Continue the blog post about visiting Maria after her surgery, picking up after its final paragraph.

Selected excerpt:
____________________
Cards For Maria
I am back in Alabama with my two cats, my two dogs and a summer thunderstorm enlivening things outside my window. These are intense days.
Along with traveling to Tallahassee to be with Maria through her surgery, on Thursday and yesterday, I got several glimpses of a ministry that continues to spin into something very new and very different in Southeast Florida. That happens. A new priest gets to come into a parish and help a community discern the shape and direction of the work they will do together, unencumbered by the agenda of the previous priest. It is also way too early to know what that might look like and what shape that will take in the part of the ministries in Fort Lauderdale I was most directly involved in these past years. It’s just that the end of one chapter and the beginning of another brings pain that is carried not just by the priest who left, but by others as well. Until Sherod is completely out, retired from All Saints and gone from Ft Lauderdale, no matter how carefully I try to keep my boundaries up, no matter how much distance I’ve put between myself and that particular corner of life, I still catch enough glimpses to have to acknowledge that grief will continue to come knocking for a while longer.
I am also aware that this visit with Maria amplified the sense not of powerlessness, but of limits I wish I didn’t have to accept. Yesterday afternoon, I had a pretty tough go-round with the nursing staff at her residential program. When she was released from the hospital around noon, I was given a prescription for a narcotic painkiller and told explicitly that she could and should take it every 4-6 hours to stay ahead of the pain. Now, this has been the year of living medically and I know some things about pain management and the ins and outs of getting narcotic prescriptions filled. It’s complicated.
I also knew, as soon as I got that script, that I needed to bring pressure to bear on the system so the script would be filled promptly. Sure enough—at 2:45, it was still sitting around in the nursing station. The pharmacy that TDC uses for meds for its residents is in Panama City and getting it filled was going nowhere fast. I knew that by 3:30, Maria would more than likely be in considerable pain. So I jumped into the fray, asked for the prescription and went to the nearest Walgreens to get it filled. When I got back, the nurses were in no hurry to make sure she took a pill, though you could see her pain and discomfort clearly. And in a condescending voice informed me that this was medicine to be used sparingly to avoid constipation.
You gotta be kidding me???!!!! This mama about went down the nurses’ throats at that point. We worked it through and I was as diplomatic as possible since I understand only too well that in an institution, after a skirmish like this, the vulnerable are the ones who pay. I also understand that this precious child of mine is one of dozens the staff at TDC is responsible for, and the calculus of care, compassion and practicality is different of necessity. This morning Maria was well enough so I was able to drive her to our favorite breakfast spot, Bada Breakfast, so she could eat a whole bowl of oatmeal and bananas. But when we got back to TDC, she desperately wanted to climb back into the recliner she’s discovered. I tucked her new throw blanket around her, gave her one last blessing and kiss and forced myself out the door. It was brutal, driving away. It was brutal to say out loud that as good and privileged as my life is, it is also diminished in some very painful ways by the distance that now separates me from Maria, that I miss the “cotidianidad”—the daily-ness of having her in the same city—quite desperately.
____________________
Entries excerpted from a collection:
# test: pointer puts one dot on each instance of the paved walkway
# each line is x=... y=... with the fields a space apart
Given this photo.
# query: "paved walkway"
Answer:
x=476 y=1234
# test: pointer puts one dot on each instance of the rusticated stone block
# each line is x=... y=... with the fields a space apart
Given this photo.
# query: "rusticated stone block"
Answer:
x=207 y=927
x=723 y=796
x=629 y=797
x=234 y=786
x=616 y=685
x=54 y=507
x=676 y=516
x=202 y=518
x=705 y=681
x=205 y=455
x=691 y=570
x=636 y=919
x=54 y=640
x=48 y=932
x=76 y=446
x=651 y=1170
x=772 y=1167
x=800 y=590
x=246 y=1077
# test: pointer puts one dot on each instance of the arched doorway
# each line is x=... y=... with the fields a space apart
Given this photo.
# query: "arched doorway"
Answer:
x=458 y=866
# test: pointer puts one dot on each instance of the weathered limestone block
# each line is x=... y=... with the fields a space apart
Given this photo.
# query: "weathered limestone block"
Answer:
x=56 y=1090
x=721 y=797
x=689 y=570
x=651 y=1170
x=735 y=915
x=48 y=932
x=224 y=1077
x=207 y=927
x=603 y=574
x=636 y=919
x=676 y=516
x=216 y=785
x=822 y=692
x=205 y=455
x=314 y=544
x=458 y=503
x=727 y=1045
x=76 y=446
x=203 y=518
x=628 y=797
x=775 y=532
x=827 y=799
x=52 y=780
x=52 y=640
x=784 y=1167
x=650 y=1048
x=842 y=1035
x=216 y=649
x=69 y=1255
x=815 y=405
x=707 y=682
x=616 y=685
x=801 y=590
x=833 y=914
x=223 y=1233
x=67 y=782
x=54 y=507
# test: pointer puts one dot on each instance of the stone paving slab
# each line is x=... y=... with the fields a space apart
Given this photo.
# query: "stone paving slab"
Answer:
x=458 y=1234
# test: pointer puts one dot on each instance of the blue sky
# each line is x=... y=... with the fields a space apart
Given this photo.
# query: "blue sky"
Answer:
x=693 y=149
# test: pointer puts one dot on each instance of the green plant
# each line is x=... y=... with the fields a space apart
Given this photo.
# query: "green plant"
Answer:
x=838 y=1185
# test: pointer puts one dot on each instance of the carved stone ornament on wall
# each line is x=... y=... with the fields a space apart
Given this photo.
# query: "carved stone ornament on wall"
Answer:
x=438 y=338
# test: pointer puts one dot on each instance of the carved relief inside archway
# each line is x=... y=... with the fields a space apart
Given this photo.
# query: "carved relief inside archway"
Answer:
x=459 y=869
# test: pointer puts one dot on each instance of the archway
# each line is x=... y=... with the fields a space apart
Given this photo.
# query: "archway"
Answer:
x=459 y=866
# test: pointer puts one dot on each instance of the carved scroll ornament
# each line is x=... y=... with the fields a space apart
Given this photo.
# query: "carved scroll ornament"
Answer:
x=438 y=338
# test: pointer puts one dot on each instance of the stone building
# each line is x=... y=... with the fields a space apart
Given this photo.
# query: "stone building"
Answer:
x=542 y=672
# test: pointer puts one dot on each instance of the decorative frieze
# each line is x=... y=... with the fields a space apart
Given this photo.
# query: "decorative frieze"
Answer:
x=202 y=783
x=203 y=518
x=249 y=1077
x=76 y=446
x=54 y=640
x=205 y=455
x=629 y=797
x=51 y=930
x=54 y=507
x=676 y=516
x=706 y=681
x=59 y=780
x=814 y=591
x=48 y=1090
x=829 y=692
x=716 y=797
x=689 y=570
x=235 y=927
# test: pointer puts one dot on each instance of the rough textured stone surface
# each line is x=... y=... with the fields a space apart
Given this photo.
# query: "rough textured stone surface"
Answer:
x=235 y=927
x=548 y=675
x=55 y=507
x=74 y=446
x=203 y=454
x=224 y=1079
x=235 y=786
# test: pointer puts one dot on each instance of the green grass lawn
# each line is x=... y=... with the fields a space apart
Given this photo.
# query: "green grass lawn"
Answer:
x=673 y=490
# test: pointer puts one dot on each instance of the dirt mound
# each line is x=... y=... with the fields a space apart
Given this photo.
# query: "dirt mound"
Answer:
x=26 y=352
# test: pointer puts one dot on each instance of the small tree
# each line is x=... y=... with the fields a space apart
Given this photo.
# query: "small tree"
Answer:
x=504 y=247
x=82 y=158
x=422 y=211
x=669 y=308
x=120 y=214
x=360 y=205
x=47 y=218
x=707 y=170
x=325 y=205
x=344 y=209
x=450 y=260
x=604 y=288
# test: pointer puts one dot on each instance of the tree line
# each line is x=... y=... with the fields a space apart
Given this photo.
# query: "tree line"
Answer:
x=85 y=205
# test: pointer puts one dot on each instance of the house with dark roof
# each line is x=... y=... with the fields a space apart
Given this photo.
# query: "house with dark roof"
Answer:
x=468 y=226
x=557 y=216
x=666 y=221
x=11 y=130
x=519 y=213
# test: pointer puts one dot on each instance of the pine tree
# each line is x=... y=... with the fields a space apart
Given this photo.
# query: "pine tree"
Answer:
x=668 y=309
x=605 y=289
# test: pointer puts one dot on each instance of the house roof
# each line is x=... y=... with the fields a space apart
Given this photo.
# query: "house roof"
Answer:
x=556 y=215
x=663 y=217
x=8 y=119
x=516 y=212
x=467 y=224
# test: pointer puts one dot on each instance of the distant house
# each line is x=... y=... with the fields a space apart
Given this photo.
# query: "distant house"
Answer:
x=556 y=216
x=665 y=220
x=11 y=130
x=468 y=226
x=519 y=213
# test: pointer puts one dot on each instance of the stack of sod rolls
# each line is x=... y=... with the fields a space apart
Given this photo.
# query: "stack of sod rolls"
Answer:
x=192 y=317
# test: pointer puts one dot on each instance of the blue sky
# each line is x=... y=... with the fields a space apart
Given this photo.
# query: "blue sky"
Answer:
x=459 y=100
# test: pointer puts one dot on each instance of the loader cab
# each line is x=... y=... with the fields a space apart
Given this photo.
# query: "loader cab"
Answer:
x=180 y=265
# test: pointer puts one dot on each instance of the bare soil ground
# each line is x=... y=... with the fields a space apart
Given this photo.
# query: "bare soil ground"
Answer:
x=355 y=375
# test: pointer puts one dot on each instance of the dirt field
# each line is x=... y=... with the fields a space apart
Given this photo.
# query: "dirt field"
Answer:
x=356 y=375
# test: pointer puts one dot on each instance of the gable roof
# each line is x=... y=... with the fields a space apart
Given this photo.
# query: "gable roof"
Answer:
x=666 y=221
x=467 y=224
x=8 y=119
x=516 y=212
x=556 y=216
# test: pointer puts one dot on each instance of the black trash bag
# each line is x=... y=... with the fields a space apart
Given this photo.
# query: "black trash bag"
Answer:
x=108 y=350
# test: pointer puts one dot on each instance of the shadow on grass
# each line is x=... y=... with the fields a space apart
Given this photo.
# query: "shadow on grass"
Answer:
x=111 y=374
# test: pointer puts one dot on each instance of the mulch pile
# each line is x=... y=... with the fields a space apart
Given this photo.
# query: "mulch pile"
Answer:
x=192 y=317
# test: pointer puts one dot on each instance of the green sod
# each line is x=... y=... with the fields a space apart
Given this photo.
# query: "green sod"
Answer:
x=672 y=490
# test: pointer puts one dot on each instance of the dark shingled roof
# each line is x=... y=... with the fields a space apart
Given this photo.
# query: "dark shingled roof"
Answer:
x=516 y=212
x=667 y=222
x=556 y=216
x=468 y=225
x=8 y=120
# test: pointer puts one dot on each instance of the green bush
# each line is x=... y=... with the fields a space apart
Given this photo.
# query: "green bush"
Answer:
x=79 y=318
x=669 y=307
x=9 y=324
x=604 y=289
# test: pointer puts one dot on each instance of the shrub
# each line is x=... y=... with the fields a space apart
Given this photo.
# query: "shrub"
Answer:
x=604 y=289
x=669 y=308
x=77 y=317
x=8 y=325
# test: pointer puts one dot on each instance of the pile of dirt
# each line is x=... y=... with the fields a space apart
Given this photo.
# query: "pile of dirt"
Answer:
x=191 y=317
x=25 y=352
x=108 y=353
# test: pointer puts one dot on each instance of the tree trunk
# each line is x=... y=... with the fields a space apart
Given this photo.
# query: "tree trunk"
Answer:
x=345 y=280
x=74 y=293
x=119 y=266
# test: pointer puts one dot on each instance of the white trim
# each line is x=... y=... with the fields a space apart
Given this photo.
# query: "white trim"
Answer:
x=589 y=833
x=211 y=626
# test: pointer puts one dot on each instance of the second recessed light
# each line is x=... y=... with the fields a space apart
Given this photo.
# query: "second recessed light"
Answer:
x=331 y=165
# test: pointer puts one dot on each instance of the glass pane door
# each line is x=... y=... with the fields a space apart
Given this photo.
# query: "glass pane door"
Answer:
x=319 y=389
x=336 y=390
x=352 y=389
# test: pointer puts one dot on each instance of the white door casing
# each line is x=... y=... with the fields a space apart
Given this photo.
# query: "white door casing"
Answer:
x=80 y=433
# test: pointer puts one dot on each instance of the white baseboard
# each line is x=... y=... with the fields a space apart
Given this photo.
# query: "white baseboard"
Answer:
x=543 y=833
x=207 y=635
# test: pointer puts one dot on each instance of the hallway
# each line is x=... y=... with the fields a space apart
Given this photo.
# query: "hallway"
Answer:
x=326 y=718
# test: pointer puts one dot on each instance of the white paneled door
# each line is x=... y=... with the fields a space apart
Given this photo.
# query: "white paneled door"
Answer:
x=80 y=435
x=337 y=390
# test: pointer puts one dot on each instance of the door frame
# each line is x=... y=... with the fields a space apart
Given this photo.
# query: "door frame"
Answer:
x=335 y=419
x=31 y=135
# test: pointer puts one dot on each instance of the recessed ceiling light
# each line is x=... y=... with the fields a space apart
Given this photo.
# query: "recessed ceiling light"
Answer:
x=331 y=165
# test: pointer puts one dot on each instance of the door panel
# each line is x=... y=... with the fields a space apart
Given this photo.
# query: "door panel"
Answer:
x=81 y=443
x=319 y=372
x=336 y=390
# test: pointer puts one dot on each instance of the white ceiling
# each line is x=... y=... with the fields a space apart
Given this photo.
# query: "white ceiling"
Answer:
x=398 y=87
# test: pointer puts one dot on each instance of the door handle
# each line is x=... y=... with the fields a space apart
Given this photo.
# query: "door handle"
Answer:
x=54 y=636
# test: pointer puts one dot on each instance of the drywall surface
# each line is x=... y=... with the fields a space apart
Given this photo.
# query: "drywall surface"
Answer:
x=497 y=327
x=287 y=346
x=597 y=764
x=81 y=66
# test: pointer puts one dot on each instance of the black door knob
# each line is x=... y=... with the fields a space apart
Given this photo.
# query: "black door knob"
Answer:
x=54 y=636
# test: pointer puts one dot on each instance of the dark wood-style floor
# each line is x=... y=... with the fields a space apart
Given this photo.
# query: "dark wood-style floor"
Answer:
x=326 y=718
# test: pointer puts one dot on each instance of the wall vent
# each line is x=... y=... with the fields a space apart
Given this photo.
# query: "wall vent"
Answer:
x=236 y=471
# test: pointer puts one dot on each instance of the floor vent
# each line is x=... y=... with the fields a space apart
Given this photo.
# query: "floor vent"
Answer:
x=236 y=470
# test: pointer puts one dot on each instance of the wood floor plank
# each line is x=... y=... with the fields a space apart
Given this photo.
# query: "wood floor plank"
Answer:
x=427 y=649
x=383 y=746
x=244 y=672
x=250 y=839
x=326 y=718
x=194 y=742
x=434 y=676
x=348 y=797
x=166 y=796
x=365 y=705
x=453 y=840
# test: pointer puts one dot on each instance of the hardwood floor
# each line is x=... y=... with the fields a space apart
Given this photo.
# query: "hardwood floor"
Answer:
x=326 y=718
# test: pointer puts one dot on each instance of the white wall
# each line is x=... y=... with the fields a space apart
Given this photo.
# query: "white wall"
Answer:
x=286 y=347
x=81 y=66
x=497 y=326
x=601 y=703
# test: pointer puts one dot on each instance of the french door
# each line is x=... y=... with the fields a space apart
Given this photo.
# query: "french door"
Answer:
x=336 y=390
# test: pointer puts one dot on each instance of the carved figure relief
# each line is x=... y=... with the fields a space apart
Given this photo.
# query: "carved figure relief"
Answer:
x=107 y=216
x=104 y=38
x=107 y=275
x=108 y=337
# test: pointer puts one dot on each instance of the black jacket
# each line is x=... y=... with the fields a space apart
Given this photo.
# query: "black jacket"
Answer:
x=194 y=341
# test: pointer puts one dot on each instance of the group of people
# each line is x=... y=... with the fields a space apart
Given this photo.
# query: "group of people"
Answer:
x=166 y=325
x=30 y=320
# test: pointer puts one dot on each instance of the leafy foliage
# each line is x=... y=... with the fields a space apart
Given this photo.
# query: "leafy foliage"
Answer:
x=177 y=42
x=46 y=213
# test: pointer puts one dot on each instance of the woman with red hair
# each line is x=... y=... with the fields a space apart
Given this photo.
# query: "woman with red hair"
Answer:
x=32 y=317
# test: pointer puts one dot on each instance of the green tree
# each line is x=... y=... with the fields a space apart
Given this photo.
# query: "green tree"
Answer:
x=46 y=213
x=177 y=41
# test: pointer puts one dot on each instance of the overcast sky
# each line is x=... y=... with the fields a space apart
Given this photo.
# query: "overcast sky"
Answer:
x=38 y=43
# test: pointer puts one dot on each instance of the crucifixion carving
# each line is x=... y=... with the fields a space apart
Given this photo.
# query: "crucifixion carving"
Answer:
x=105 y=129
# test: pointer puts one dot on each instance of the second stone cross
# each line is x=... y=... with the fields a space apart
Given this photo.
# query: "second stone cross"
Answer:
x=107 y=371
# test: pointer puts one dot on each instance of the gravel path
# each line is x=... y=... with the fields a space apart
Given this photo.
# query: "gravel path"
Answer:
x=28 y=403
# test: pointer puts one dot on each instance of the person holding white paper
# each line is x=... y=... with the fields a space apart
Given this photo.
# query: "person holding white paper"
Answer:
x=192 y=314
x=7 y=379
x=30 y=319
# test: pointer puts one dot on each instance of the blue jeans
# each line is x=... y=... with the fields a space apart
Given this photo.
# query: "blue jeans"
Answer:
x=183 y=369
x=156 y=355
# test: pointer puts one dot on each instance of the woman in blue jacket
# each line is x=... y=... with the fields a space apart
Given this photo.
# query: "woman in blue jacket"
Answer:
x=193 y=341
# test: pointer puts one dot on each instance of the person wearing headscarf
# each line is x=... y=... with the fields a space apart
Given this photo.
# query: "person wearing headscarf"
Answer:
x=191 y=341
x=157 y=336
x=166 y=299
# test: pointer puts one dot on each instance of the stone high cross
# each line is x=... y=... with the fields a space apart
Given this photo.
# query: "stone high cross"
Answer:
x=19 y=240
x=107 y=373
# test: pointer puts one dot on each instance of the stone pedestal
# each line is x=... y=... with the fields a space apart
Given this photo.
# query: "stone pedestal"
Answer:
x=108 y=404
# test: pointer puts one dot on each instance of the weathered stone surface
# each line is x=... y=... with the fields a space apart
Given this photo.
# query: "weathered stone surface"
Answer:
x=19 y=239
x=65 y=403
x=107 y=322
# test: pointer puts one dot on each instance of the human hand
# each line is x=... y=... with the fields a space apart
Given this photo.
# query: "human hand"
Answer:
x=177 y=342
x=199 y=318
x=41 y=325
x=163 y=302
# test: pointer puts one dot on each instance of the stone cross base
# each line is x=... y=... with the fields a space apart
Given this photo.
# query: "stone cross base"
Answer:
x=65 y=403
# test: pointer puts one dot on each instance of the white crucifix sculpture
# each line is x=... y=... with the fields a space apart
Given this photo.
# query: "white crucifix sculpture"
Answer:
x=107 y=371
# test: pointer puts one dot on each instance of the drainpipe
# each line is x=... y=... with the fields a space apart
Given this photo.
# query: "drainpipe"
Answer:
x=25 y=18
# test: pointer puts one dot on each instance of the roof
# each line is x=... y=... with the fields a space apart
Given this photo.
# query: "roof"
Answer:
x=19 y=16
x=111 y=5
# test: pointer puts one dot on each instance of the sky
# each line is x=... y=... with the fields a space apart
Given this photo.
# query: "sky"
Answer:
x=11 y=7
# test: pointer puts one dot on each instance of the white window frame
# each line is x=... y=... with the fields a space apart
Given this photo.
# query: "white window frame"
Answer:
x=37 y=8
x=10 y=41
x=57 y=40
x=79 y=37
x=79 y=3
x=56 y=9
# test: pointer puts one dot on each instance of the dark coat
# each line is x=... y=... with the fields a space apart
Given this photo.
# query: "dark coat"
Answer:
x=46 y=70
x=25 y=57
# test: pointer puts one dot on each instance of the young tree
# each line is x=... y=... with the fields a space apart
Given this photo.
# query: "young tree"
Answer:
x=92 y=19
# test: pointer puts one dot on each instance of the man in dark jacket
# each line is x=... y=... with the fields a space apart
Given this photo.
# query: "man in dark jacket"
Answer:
____________________
Response box:
So loss intertwined with loss—how do we ever get through it in these middle years? The four hour drive back home gave me time to reflect on that question. Right now, the answer is pretty straightforward. Yesterday made it manifest and clear to me. Maria’s doctor and his surgical nurse invited me into a small sitting room after the surgery to tell me how it had gone. They asked a bit about Maria and I was able to tell them, in broad brushstrokes, the story of our brave and wonderful girl. Literally, both of them teared up. Not only had they brought good news that the growth was not malignant–they gave me some of their precious time and in doing that allowed Maria and me to be something more than a medical record.
In the afternoon, when I went to Walgreens to get the pain medicine, the pharmacist asked for insurance information. I explained very briefly what the situation was and said I would pay for the medicine myself. She said it would take about 15 minutes to fill the script but she actually only took 5 minutes. And told me that given the circumstances, the best she could do was give me a 50% discount. I hadn’t expected any discount at all, and again, it was the sheer kindness of a stranger that meant so much.
Later in the afternoon, two of Maria’s housemates, gentle, quite profoundly disabled, came into the small room where Maria and I were hanging out. Sarah and Shawn had made my girl get well cards. They were bashful, obviously delighted with themselves and so sweet as they gave her their gifts, reached down and carefully tried to hug or pat her and then left quietly.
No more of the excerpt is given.